Raw data:
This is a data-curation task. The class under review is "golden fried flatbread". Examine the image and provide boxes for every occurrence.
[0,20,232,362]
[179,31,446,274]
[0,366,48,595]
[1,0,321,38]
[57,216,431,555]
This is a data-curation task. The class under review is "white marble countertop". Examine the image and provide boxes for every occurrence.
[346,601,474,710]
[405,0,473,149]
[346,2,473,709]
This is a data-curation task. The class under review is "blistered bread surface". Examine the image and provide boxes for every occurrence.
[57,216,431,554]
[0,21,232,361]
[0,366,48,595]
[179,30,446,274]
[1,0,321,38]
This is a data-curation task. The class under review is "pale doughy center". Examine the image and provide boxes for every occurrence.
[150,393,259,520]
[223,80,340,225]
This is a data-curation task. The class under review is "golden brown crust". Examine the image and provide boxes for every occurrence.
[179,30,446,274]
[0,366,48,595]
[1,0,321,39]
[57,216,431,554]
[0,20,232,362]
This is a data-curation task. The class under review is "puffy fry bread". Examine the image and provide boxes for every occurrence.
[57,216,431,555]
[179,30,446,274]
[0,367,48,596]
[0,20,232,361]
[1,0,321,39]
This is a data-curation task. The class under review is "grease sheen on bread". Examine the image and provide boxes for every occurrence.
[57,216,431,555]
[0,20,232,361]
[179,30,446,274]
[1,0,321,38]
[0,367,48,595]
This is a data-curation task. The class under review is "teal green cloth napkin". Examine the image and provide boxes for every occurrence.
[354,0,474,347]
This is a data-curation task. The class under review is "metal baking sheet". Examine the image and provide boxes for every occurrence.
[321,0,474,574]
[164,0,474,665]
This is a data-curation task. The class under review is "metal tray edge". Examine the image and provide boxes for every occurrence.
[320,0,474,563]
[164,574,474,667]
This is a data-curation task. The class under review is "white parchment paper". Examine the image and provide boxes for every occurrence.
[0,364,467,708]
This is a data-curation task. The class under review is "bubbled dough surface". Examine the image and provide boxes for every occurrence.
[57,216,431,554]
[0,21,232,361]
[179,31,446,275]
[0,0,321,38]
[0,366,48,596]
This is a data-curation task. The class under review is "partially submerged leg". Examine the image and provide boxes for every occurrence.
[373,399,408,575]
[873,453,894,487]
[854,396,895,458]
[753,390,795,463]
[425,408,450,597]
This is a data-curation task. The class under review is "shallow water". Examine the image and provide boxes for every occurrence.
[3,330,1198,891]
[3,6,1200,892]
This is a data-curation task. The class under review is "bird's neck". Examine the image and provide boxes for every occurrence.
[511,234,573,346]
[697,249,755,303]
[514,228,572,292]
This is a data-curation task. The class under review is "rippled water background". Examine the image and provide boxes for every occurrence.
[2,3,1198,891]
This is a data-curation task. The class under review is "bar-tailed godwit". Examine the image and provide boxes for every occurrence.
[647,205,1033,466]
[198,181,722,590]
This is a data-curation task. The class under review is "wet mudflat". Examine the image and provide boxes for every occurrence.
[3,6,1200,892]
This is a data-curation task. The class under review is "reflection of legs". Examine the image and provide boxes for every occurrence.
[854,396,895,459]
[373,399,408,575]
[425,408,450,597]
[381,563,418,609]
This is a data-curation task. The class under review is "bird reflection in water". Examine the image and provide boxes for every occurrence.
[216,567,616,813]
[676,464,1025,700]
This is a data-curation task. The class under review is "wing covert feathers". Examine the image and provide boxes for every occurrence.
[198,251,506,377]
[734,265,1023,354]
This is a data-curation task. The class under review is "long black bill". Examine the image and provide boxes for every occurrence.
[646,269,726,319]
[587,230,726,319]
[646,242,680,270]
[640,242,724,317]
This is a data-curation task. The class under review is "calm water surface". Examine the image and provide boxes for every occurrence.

Action item: Output the entire listing exactly as it appears above.

Task output:
This is a data-curation task. The class under review is "golden fried flatbread". Examine the image and provide boxes for every occurrence.
[0,20,232,362]
[179,31,446,274]
[0,366,48,595]
[1,0,321,38]
[57,216,431,555]
This is a data-curation task. The class under review is "white marble countertop". Examine the image and provide boxes for every occurrence.
[346,601,474,710]
[405,0,473,149]
[346,2,473,709]
This is a data-curation task. The class under review is "blistered bread surface". Examine the image and provide boxes for every occurrence.
[57,216,431,554]
[0,21,232,361]
[0,366,48,595]
[179,30,446,274]
[1,0,321,38]
This is a data-curation task. The class under review is "pale doughy center". Examine the image and provide boxes for every occurrence.
[150,393,259,520]
[223,80,340,225]
This is a data-curation task. The class under review is "golden brown crust". Examine the image and provide boxes for every occurrence.
[179,30,446,274]
[0,366,48,595]
[1,0,321,39]
[57,216,431,554]
[0,20,232,362]
This is a data-curation task. The class under review is "puffy fry bread". Examine the image and provide boxes for every occurrence.
[57,216,431,555]
[179,30,446,274]
[0,367,48,596]
[0,20,232,361]
[1,0,321,39]
This is a data-curation task. The class under review is "grease sheen on bread". Examine the image and provide boxes for every occurrence.
[57,216,431,555]
[0,20,232,361]
[179,30,446,274]
[1,0,321,38]
[0,367,48,595]
This is a data-curation task. The class under review is "teal green cloth napkin". Examine the image and provide boxes for every occurrence.
[354,0,474,347]
This is a data-curation task. The class under review is "metal baking sheet". Examine the image and provide boxes for every occurrence.
[321,0,474,574]
[164,0,474,665]
This is a data-curation task. The class under review is "metal tray edge". Examine the image and provide boxes for every occurrence.
[320,0,474,563]
[164,574,474,667]
This is a data-curation task. The class under review is "white parchment paper". Examine the image and provide boxes for every occurrence.
[0,364,467,708]
This is a data-curation task. The class under review is "bubbled dough surface". Examine the image and provide boxes for every occurrence.
[57,216,431,554]
[0,21,232,361]
[179,31,446,275]
[0,0,321,38]
[0,366,48,596]
This is a data-curation task. The class under review is "partially submerged leg". Examine the image and provide boxes for every occurrence.
[373,399,408,575]
[873,453,894,487]
[854,396,895,458]
[753,390,795,463]
[425,408,450,597]
This is a data-curation task. The class under review is "shallow water". Examine the image and provide boxes for every occurrence.
[3,330,1198,891]
[3,6,1200,892]
This is a data-curation task. The class under review is "bird's neck". Examine the image and provide boxes for every occurrence.
[511,234,573,346]
[697,249,755,303]
[514,228,572,292]
This is a data-curation task. The class under review is "rippled water background". Examine the image and provide boxes for every occurrence.
[2,3,1198,891]
This is a data-curation task. The class under review is "bar-tailed godwit". Examine the image and provide boxes for every occurrence.
[647,205,1033,466]
[198,181,722,590]
This is a data-curation task. The class under review is "wet mudflat". Examine the image and provide boxes for every occurrence.
[3,6,1200,892]
This is a data-curation task. The class under review is "reflection of legs". Examine the image and provide boxes for every occurrence.
[854,396,895,459]
[373,399,408,575]
[425,408,450,597]
[381,563,418,609]
This is a data-curation task. The class under review is "bird reflection in water". Examine the image and provide boxes for every occurrence.
[216,567,616,813]
[676,464,1025,700]
This is a data-curation task. The class under review is "wing covert feathers". Examine the image and provide boxes for every occurrence.
[198,251,506,377]
[734,265,1023,354]
This is a data-curation task. The class under review is "long black bill". Examine the image and provide boxes for every occurrence.
[646,269,726,319]
[587,230,726,319]
[646,242,680,270]
[640,242,724,317]
This is a data-curation task. The class under review is "calm water surface". Examine the image and provide boxes for every occurrence.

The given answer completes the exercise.